[Document extract]:
───

This rather unexpected behavior should be explained with another observation—transient photocurrent (TPC) appears in the low-bias region for NiFeOx/BiVO4. The “spike” appears when hole resides in excess on the surface of semiconductor, indicating a sluggish hole transfer from semiconductor to electrolyte and a large amount of holes residing at this interface (Liu et al., 2014). In Figures S8A and S8B, TPC appearing at 0.4 VRHE is minute and almost the same for BiVO4 in KPi and seawater, but a very large TPC appears for NiFeOx/BiVO4 only in seawater. This suggests that seawater affects the efficacy of NiFeOx on BiVO4 and the effect is much more dominant at low biases (0.3–0.6 VRHE) than at high biases (above 0.8 VRHE), which is consistent with the onset potential of bare BiVO4 (∼0.8 VRHE). Thus, for NiFeOx, hole transfer at low biases is more sluggish in seawater than KPi. From PEIS analysis, the hole storage capability and the surface impedance when hole transfer is initiated are almost the same, thus the characteristic of NiFeOx itself is unchanged in different electrolytes. However, hole transfer at NiFeOx||electrolyte depends on the electrolyte, i.e., KPi is better than seawater in water oxidation kinetics and has a dominant effect in the low-bias region.

The above considerations have been presented schematically in Figure S11. For bare BiVO4, electrolytes of KPi and seawater bring almost no difference in J-V curves, capacitance, or impedance. However, for NiFeOx/BiVO4, a large difference in the efficacy of the co-catalyst is in the low-bias region. Thus for the case of KPi, hole transfer from NiFeOx to electrolyte is facile throughout the bias region (Figure S11C). In seawater, BiVO4 itself cannot participate in direct hole transfer from BiVO4 to the electrolyte, but NiFeOx instead takes holes and transfers them to electrolyte, although it is more sluggish than in KPi. However, when a high bias is applied, direct hole transfer from BiVO4 to electrolyte is also possible (Figure S11D).

Photoelectrode-Driven Solar Rechargeable Seawater Battery

The developed PE is now applied to solar charging of the seawater battery. In Figure 4A, we examined photo-charge of the solar seawater battery (picture images in Figure S12) by employing the optimized NiFeOx/BiVO4 PE in comparison with a well-known OEC, IrOx/FTO without light absorber (Figure S8). The IrOx/FTO showed an onset potential of 1.55 VRHE for the electrochemical seawater splitting and of 3.87 V versus Na/Na+ for Na+ reduction in the seawater cell. On the other hand, the photo-driven oxygen evolution reaction on the optimized NiFeOx/BiVO4 PE in seawater started at 0.35 VRHE for water splitting and at 2.55 V versus Na/Na+ for Na reduction. Although the onset potential (2.55 V) for charging the solar-seawater cell was a little larger than the value expected from the CB potential of BiVO4 (∼2.25 V), the BiVO4 PE clearly reduced the potential required for charging, resulting in almost ∼1.3 V of potential saving compared with IrOx/FTO, which was comparable to the theoretical potential difference (∼1.28 V) between the flat band potential (EFB) of the PE and the EO2/H2O in seawater. It also represents the largest value among the cheap and stable metal oxide-based light absorbers reported in the literature, and is comparable to those of expensive and unstable CdTe or GaAs (Mayer, 2017).

───

[Data section]:
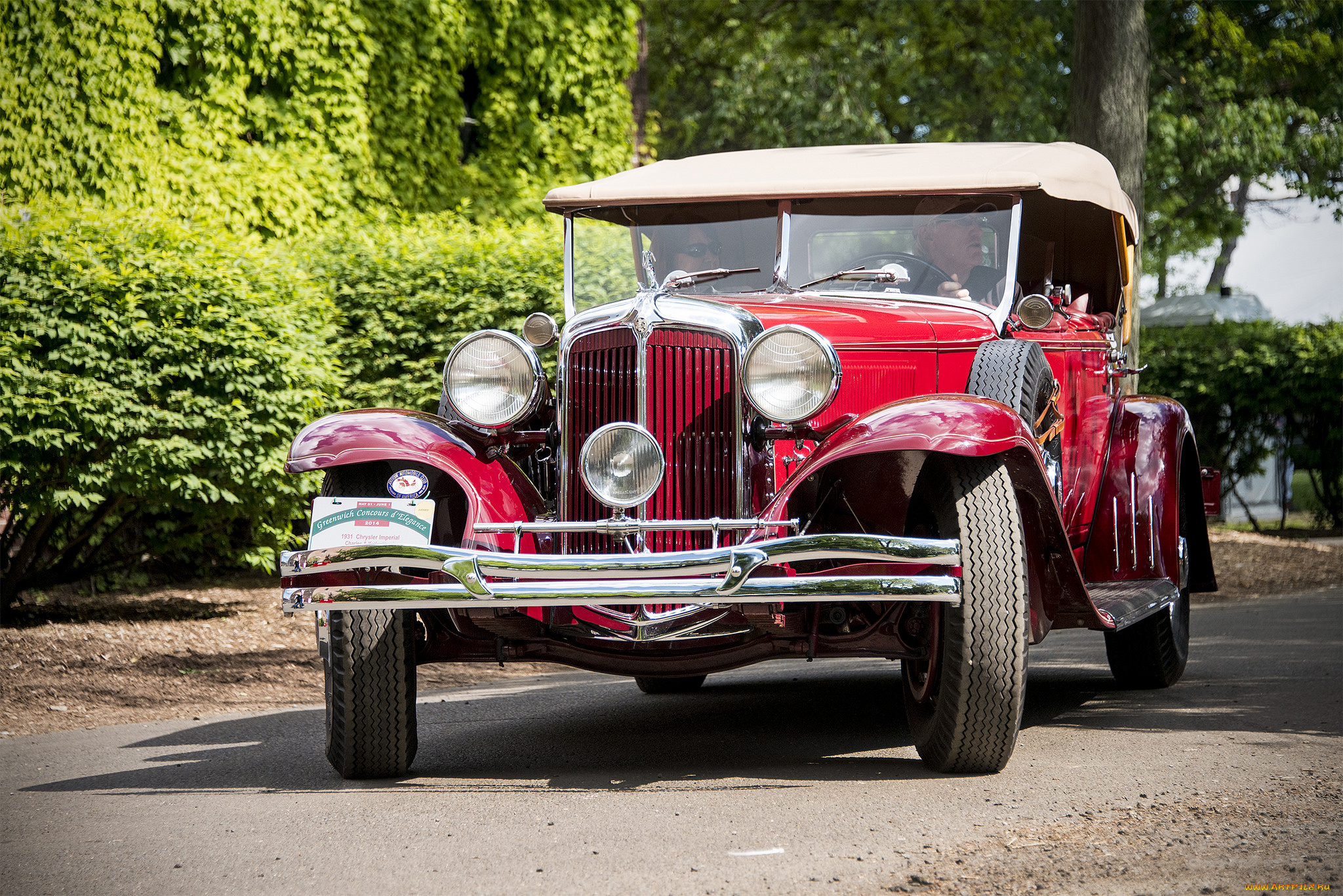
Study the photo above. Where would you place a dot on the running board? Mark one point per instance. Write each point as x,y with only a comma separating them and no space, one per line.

───

[Request A]:
In one to three sentences, explain why the BiVO4 photoelectrode passage concludes that the NiFeOx co-catalyst's own characteristic is unchanged in different electrolytes.
[Request B]:
Proceed with the BiVO4 photoelectrode passage, picking up right after its final sentence.
The material plays no part in this work.

[Answer A]:
PEIS analysis shows that the hole storage capability and the surface impedance when hole transfer begins are almost the same in KPi and seawater. The passage therefore attributes the difference to hole transfer at the NiFeOx||electrolyte interface rather than to NiFeOx itself.

[Answer B]:
Figure 4.

Figure 4

Photo-charge Performance of the Solar Seawater Battery with the NiFeOx/BiVO4 Photoelectrode

(A) J-V curves of three-electrode configuration with a Pt rod counterelectrode and two-electrode configuration (seawater cell) with a Na counterelectrode. Dotted curves are for backward bias scanning, and the vertical lines indicate the theoretical potential of water oxidation versus reversible hydrogen electrode and E(Na/Na+).

(B) Rate capability for photo-charging and discharging (using a Pt/C-coated cathode of 1.0 cm2) at different currents of 0.025–0.5 mA.

(C) Long-term stability of the solar seawater battery during photo-charging at a current density of 1.0 mA cm−2; the inset shows J-V curves before and after the test.

(D) Cycling performance at a current of 0.25 mA; a photo-charge current (+0.25 mA per 0.25 cm2) and a discharge current (−0.25 mA per 1.0 cm2).

The galvanostatic photo-charge and discharge were tested at different currents for 1 h each in Figure 4B, where the discharge process was performed using a 20 wt. % Pt/C-coated carbon electrode (see Methods). Discharge voltages of 3.27–2.89 V were measured for 0.025–0.5 mA of currents, and photo-charge voltages of 2.67–3.09 V at 0.025–0.5 mA of electric charge currents. It should be noted that the charge voltage for our solar rechargeable seawater battery was lower than that of the discharge voltage at current conditions below 0.5 mA, owing to the solar-driven seawater oxidation process by the PE, achieving apparent voltage efficiencies (Vdischarge/Vcharge) of 106%–122% unlike usual batteries, for which Vdischarge is always smaller than Vcharge. The photo-charge uses solar energy to earn such a voltage increase to the extent of “potential saving” as described already.

The long-term photo-charging stability of the solar seawater cell with the BiVO4 PE was evaluated at 1.0 mA cm−2. As shown in Figure 4C, following an initial small decrease of the photo-charge voltage, it remained at ∼2.95 V over 12 h without any appreciable decay. The J-V curves of the NiFeOx/BiVO4 PE also remained unchanged before and after the stability test (the inset). We further examined photo-charge/discharge cycling performance of the cell at a current of 0.25 mA for 1 h each (Figure 4D). The cell cycled in a stable manner with a photo-charge voltage of ∼2.95 V and a discharge voltage of ∼3.12 V for 12 cycles (total 24 h), showing an average voltage efficiency of 106%. This indicates that our NiFeOx/BiVO4 PE could achieve stable solar charge of the seawater battery with immensely increased voltage efficiency relative to usual electric charge, demonstrating an efficient solar-to-Na conversion.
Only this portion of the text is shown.